■ Task to carry out: Only the line containing "like [560, 169]." and the lines after it, through the end of the data below, are to be returned, each exactly as it stands.

■ Supplied records:

====

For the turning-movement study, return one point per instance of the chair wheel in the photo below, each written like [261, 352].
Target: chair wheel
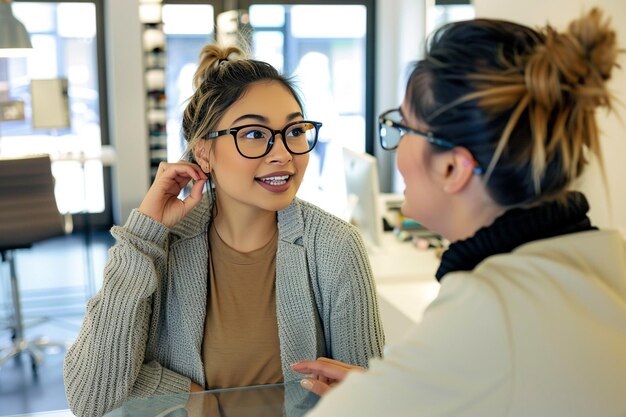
[35, 369]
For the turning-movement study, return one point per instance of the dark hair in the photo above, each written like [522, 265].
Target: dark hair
[222, 77]
[520, 100]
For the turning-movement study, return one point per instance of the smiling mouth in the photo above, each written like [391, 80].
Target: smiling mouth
[276, 180]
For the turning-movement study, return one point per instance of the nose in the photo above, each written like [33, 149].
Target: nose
[279, 153]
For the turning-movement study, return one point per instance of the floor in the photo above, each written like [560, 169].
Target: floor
[56, 278]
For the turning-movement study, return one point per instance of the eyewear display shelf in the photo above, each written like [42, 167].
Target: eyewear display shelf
[154, 64]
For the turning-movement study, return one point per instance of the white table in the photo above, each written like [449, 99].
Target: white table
[405, 283]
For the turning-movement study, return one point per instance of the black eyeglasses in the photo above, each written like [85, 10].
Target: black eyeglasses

====

■ Response box:
For the turning-movement study, return one point per instance of the floor in the photo above, each written like [560, 169].
Target: floor
[56, 278]
For the turning-movement study, return one point per instance of the eyewear display shelf in the photo above, each written like [42, 167].
Target: eyewear display shelf
[154, 64]
For the turning-movement study, return one point per instance of the white table in the photo above, each written like [449, 99].
Target: white table
[405, 283]
For the turning-movement study, return one point per instance of the black eyeglasses in the photo above, each written like [85, 10].
Target: black eyeglasses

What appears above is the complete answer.